▸ **TASK DETAILS**: A complete answer includes every line below with the word "output".

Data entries
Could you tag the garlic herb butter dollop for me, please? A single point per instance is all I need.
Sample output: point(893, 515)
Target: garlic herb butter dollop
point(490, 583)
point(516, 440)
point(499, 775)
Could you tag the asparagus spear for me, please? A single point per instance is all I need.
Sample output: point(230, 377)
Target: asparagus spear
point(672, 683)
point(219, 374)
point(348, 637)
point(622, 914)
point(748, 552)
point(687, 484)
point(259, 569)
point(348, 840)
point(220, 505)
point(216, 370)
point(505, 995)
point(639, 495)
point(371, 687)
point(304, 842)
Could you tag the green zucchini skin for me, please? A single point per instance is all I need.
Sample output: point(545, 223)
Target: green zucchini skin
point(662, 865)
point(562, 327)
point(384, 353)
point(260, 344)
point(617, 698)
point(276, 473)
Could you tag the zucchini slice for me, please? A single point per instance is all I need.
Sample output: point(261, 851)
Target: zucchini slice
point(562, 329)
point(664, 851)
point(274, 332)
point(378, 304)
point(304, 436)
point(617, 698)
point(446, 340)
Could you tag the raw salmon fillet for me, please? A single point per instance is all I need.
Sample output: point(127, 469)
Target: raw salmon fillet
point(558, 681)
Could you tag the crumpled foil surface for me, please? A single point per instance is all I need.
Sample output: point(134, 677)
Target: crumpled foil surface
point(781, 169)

▸ **EXPECTED ANSWER**:
Sample output: point(893, 515)
Sample output: point(230, 377)
Sample output: point(545, 223)
Sample output: point(261, 851)
Sample output: point(127, 469)
Sample output: point(134, 677)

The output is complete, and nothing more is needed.